#### Exercise tasks:
1 - From the excerpt on library metadata and cataloguing standards, list the people consulted about the future of MARC, describing each one the way the excerpt identifies them.
2 - Carry the excerpt on library metadata and cataloguing standards forward from its final sentence.
— Start of Text excerpt —
Two interesting features of RDF are that it tracks the sources of individual data elements -very useful when records are built up by a variety of organisations enhancing data along the line – and that it can provide an envelope for data in other formats. So it would be possible, say, for a library supplier to embed a MARC record for library use in a publisher’s metadata record. The potential implications of that are explored below.

WHAT IS THE FUTURE FOR MARC?

This question took on a special significance for the UK community when it began to consider embarking on harmonising its national format with MARC21. It would be especially unfortunate if libraries were to invest in changing their systems to MARC21 only to find that within a few years MARC is replaced, say, by ONIX or Dublin Core records encoded in the XML format. As leader of the harmonisation consultation exercise I approached three ‚gurus’ of the information world for their opinion on the future of MARC. I shall not disclose the identities of the gurus, in case I have oversimplified what they told me, or in case they have since modified their views! Interestingly no single common view emerged.

One leading light, closely involved with developing the MARC format, saw MARC lasting at least 15 years in to the future and probably longer, because of the huge investment by libraries in systems and data. Crosswalks between formats were seen as the way of achieving interoperability, and continuing development of the format would accommodate new applications and data types.

Another guru closely associated with Dublin Core believed that the sheer weight of economics would force libraries to cut cataloguing costs, as they have to cope with increasing volumes of material in both print and digital forms. Because the simple structure of Dublin Core makes it cheap to apply, he predicted that DC would replace MARC for cataloguing both digital and print documents.

The third opinion former, who is not associated with any particular standards camp, postulated that XML format records would be used cross-sectorally for carrying data, but that MARC records for libraries might be embedded within the envelope of the XML records. In that way libraries could continue to capitalise on their existing systems and catalogue databases while reaping the benefits of interoperability and the rich data being generated in the trade sector.

The conclusion drawn as a result of these divergent views and other soundings was that MARC harmonisation is still a valid goal, not only for its immediate benefits for record sharing across international boundaries, but also to provide a common platform from which libraries could make a coordinated jump to a new standard in the future, saving costs through having common conversion tools.

CATALOGUING RULES

Cataloguing rules are the area where there is arguably the least international standardisation. This could be a barrier that remains when format issues etc are resolved. The Anglo-American Cataloguing Rules (AACR) is the most widely used code, but its influence is confined largely to the English-speaking world. However, the growing interest in AACR from other regions, including LIBER members, has prompted a review by the Committee of Principals for AACR, which is looking at internationalisation of the code’s development and governance.
— End of Text excerpt —
— Start of Supplied records —
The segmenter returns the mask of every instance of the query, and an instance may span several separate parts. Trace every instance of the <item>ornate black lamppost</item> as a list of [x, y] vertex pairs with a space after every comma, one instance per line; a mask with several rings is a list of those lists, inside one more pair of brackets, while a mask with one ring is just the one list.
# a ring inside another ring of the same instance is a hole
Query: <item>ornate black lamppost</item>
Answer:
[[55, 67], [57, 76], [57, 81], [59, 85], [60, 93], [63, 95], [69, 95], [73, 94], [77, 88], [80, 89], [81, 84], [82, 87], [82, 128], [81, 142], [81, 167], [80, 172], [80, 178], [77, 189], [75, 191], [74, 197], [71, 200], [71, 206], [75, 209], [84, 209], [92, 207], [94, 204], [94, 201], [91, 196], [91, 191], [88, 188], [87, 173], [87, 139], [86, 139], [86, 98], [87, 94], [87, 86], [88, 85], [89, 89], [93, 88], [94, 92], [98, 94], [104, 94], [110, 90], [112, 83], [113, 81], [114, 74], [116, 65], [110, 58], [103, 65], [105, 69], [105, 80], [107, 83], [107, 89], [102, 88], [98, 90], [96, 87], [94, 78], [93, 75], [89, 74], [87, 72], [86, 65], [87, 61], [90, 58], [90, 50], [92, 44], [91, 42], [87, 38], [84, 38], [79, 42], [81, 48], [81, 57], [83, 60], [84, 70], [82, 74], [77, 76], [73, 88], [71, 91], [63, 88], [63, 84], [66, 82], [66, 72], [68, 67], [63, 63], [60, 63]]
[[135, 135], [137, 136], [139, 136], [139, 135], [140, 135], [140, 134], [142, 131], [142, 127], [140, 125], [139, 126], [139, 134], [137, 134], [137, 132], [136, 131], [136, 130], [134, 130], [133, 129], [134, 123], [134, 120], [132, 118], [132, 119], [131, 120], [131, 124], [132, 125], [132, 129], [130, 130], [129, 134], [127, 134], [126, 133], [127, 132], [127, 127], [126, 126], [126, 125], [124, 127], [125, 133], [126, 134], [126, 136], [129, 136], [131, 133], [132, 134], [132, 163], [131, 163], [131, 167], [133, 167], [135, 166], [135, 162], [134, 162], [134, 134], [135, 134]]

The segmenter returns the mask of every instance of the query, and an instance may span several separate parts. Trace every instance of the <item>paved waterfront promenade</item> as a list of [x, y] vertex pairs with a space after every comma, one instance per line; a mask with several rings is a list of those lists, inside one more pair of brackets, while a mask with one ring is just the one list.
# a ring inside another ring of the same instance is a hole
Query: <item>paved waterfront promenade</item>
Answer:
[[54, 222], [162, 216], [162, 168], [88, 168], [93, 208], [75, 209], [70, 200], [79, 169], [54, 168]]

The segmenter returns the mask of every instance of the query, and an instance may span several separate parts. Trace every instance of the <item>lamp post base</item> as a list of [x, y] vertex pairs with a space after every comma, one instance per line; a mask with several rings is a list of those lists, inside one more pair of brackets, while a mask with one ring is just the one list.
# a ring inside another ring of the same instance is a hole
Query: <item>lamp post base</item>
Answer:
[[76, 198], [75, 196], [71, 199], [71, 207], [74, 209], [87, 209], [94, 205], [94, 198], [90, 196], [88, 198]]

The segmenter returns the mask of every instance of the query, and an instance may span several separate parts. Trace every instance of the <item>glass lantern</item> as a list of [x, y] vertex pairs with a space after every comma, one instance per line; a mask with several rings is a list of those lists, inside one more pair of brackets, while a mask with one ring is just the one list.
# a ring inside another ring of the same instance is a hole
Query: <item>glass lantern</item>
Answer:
— End of Supplied records —
#### Exercise results:
1 -
- A leading light closely involved with developing the MARC format
- A guru closely associated with Dublin Core
- An opinion former not associated with any particular standards camp

2 -
The virtual library environment means that not only must cataloguing rules cope with digital documents, but they must be also be capable of facilitating access to items from a collection that now expands well beyond the physical confines of one institution. The Committee of Principals held an international conference in 199711 to discuss how AACR might have to change for the new environment. The recommendations of the conference shaped the development process that has been going on ever since12.

One of the major conference recommendations was that there needed to be a new logical data model underpinning the standard, to provide a solid foundation upon which to modify and extend the structure. The obvious choice for the data model was the IFLA Functional Requirements for Bibliographic Records (FRBR)13, and work is going on to fit the Rules to the model. This sounds quite radical, but it is more a question of rearranging the Rules rather than changing them. The aim is to avoid a step change like there was from AACR1 to AACR2, which required substantial conversion of existing catalogues.

The most significant changes are in the definition and cataloguing of serials. The situation has already been complicated enough in the print world with three codes in use: AACR, the IFLA International Standards Bibliographic Description for Serials - ISBD(S) - and UNESCO’s International Serials Data System (ISDS). Fortunately, there has been a major breakthrough with the recent agreement to harmonise the codes. In parallel with this harmonisation the definition of what constitutes a serial has been substantially revised, and it is now much broader to reflect the changing patterns of publication, especially in the digital world.

Another area of change being considered is whether one continues to catalogue the work in hand (currently prescribed by AACR) or the intellectual work, where the physical manifestation acquired by the library is recorded at a secondary level. This has been characterised as the „content versus carrier” debate. The FRBR favours a tiered approach working from the intellectual work at the highest level, as does ONIX, since it has adopted the FRBR model.

So work is well advanced to adapt at least one major cataloguing code to a hybrid print and digital environment. What’s more, provided AACR does increase its international appeal by being more welcoming to non-English speaking communities, it may offer a common code in which catalogue data can be more readily exchanged. However, the difficulty of overcoming cultural differences between national codes should not be underestimated.

DRIVERS FOR CHANGE

To begin to answer the questions posed at the beginning of this paper one needs to be aware of the drivers for change.

Within the trade in particular e-commerce is forcing the pace. Amazon and bol.com rely on their catalogues to sell books. They want more and more information in standard form from publishers. In the library world suppliers are offering discounts if libraries use EDI for ordering, chasing and billing functions, as this saves the suppliers money.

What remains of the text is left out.